Written problem
Convert every line of the listing below into a numbered list, leaving out any blank lines.

※

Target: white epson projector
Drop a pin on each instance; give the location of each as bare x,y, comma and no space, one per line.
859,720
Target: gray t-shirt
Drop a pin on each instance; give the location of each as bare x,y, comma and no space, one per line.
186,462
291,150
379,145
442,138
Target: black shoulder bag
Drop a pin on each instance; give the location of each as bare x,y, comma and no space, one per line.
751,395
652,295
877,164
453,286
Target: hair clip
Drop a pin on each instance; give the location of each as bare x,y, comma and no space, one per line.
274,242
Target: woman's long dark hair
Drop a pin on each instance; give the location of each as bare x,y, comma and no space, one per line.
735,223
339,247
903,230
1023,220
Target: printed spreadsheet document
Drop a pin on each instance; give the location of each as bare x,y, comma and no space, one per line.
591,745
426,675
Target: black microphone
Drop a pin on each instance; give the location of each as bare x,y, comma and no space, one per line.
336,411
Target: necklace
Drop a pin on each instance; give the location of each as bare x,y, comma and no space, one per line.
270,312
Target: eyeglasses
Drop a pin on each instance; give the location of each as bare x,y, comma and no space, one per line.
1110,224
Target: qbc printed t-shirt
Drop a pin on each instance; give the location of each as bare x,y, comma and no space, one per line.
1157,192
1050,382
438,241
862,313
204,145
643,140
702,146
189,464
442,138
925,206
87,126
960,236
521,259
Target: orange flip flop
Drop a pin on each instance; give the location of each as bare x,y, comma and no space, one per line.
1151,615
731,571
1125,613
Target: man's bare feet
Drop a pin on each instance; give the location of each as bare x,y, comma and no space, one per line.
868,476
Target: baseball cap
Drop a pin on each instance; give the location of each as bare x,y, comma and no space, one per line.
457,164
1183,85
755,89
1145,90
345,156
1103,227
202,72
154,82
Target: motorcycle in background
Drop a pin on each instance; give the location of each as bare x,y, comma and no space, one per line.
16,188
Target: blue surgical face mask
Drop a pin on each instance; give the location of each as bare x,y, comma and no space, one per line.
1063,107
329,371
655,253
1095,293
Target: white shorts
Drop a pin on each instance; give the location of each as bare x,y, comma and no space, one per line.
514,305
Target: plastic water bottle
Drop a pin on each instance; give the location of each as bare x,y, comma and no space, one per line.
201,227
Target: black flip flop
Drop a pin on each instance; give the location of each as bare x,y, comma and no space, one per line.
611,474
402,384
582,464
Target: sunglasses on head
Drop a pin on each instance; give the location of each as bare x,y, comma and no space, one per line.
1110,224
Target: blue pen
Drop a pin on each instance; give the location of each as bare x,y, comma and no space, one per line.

※

Result of the exercise
1. Target: white epson projector
2. Drop a pin on each instance; give the location of each as bare x,y, comma and no space, one per line.
3. 859,720
4. Target: gray t-shirt
5. Drop a pin on each instance; give the location of each as bare x,y, comma and no space, one per line.
6. 186,462
7. 291,150
8. 379,145
9. 442,138
10. Target: black shoulder bag
11. Drop a pin on each instance; give the location of each as bare x,y, comma and no space, one per line.
12. 751,395
13. 652,295
14. 877,164
15. 453,286
16. Target: hair clip
17. Drop a pin on each instance; give the location of each as bare x,y, comma and no space, one per line.
18. 274,242
19. Target: woman's long dark hair
20. Drop a pin on each instance; give the location of each as bare x,y, comma and no space, one per line.
21. 735,223
22. 339,247
23. 903,230
24. 1023,220
25. Target: printed spreadsheet document
26. Drop a pin on each instance; give the location of each as bare x,y, comma and no space, one per line.
27. 591,745
28. 426,675
29. Target: black microphone
30. Drop a pin on each instance; give the location of each as bare x,y, comma and no space, one per line.
31. 336,411
32. Target: necklace
33. Drop a pin on each instance; give the location of each as bare x,y, comma and no space, one per line.
34. 270,312
35. Target: eyeglasses
36. Drop a pin on each instance; give the location of each as bare x,y, comma and no space, one per line.
37. 1110,224
38. Target: qbc printed t-shirt
39. Drop a pin on each instance; give the location of each as bare x,y, comma and no space, one per line.
40. 1157,192
41. 1050,382
42. 438,241
43. 862,313
44. 204,145
45. 643,140
46. 702,146
47. 189,464
48. 442,138
49. 925,206
50. 87,126
51. 960,236
52. 521,259
53. Target: orange flip flop
54. Drop a pin on each instance; give the location of each as bare x,y, comma and no space, one per line.
55. 1151,615
56. 731,571
57. 1125,613
58. Target: man's bare feet
59. Drop a pin on each instance; give the location of each as bare x,y, comma and no space, one per line.
60. 868,476
61. Target: baseball cap
62. Drop a pin on each instance; give the location of each as bare x,y, comma and no space, one per line.
63. 457,164
64. 1183,85
65. 755,89
66. 1145,90
67. 345,156
68. 1103,227
69. 202,72
70. 154,82
71. Target: motorcycle in background
72. Drop a pin on each instance; give the location of each as bare x,y, comma and no space, one per line.
73. 16,188
74. Target: blue surgical face mask
75. Drop a pin on each instance; give the location of each as bare x,y, comma and no space, one per line.
76. 1063,107
77. 329,371
78. 655,253
79. 1095,293
80. Target: white shorts
81. Drop a pin on each instance; give the location of each as bare x,y, comma and no space, one per line.
82. 514,305
83. Target: plastic water bottle
84. Drop a pin on each instance; give the location of each as bare x,y, comma and no space, one per line.
85. 201,227
86. Target: black flip flop
87. Drop a pin on each instance; give the location of each as bare x,y, comma and no space, one per line.
88. 611,474
89. 402,384
90. 582,464
91. Target: sunglasses on head
92. Drop a pin on each instance; give the location of each as bare x,y, comma and no space, one per line.
93. 1110,224
94. Target: blue pen
95. Drop a pin on each instance; give the location of each as bare x,y, comma and no space, one per line.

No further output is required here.